30 Nisan 2015 Perşembe

La Bestia Nel Cuore (2005)


Yönetmen: Cristina Comencini
Oyuncular: Giovanna Mezzogiorno, Alessio Boni, Stefania Rocca, Angela Finocchiaro, Giuseppe Battiston
Senaryo: Giulia Calenda, Cristina Comencini
 
Sabina, aktris olmak isteyen, ama filmlere dublaj yapmak zorunda kalan bir kadındır. Sevgilisi Franco ile yolunda giden bir ilişkisi vardır. Fakat bir süre sonra geçmişine ait bir takım kabuslar görmeye başlar. O ana dek normal gördüğü geçmişine ait aile hayatında, derinlerde bazı sırların yattığının farkına varır. Bu bilinmezlik onu iyiden iyiye rahatsız etmeye başlamıştır. Hamile olduğunu öğrenmesiyle birlikte, geçmişine ait o meçhul sırrın peşine düşmeye ve kendisiyle ortak geçmişi paylaşan, o zamanlar kendisine en yakın olan Amerika’daki üniversite öğretmeni erkek kardeşi Daniele ile temasa geçmeye karar verir.
 
Kadın-erkek ilişkilerine ve aile dramlarına bakışı her zaman çarpıcı olmuş İtalyan sinemasının son dönemdeki en başarılı filmlerinden biri olan La Bestia Nel Cuore, yazar yönetmen Cristina Comencini’nin aynı adlı romanından, yine kendisinin yönettiği ölçülü bir dram. Yazıp yönetmenin verdiği hakimiyet sayesinde Comencini, sinema, televizyon, cinsellik, ihanet, sadakat, aile gibi pek çok kavrama eleştirel bir gözle bakıyor. Yazdıklarını filmde aynen dile getirdiğini düşündürten dolulukla ve son derece uygun oyuncular tarafından hayata geçirilmiş senaryo sayesinde gizemli bir aile dramına tanık oluyoruz.

================

Yazılı Yönerge a: Aşağıdaki satırlardan "tree" sözcüğünü içerenlerin hepsini belirleyip olduğu gibi yazın; büyük-küçük harf ayrımı önemlidir.
Aşağıdaki satırların verilen metinle hiçbir ilgisi yok.

Kayıtlı Satırlar:
================

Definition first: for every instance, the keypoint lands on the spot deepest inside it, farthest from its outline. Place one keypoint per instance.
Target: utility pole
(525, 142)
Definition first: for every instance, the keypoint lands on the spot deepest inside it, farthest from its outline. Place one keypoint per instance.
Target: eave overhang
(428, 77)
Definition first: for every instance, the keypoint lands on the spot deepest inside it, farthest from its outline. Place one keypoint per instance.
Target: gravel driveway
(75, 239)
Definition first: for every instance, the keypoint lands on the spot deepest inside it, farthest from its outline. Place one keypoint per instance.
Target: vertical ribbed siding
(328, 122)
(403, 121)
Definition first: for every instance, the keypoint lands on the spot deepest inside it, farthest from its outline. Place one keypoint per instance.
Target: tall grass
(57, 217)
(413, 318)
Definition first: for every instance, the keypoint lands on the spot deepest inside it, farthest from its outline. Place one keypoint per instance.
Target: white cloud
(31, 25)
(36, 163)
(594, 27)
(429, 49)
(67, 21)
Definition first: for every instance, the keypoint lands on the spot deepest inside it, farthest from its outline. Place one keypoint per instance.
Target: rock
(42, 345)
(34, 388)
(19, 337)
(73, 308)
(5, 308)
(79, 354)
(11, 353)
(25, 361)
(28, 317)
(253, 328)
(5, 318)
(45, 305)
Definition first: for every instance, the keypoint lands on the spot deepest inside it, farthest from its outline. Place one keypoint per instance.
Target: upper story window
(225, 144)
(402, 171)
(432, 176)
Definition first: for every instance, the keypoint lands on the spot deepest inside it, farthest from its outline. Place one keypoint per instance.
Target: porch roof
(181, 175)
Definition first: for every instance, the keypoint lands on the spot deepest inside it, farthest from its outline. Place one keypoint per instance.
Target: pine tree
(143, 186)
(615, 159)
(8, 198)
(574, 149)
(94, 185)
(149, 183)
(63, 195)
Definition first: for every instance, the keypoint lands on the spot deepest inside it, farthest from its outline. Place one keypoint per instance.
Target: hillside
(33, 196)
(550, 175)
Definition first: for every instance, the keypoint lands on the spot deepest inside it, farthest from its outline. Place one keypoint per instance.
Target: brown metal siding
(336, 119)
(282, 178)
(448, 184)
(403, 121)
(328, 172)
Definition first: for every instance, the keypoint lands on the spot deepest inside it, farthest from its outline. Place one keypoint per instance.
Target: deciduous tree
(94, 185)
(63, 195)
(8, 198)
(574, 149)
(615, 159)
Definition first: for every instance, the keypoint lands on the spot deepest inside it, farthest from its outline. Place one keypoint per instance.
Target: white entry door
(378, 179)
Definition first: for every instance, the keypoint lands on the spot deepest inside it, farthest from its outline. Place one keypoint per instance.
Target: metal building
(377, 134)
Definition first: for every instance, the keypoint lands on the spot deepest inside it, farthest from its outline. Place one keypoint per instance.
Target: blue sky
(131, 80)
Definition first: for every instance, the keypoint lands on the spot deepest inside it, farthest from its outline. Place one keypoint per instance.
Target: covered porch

================

Yazılı Yönerge b:
Verilen metne göre şu soruları yanıtlayın:
(i) Film hangi yıla aittir?
(ii) Sabina'nın sevgilisinin adı nedir?
(iii) Film hangi eserden uyarlanmıştır?

Doğru Yanıt a:
Target: pine tree
Target: deciduous tree

Doğru Yanıt b:
(i) 2005
(ii) Franco
(iii) Cristina Comencini'nin aynı adlı romanından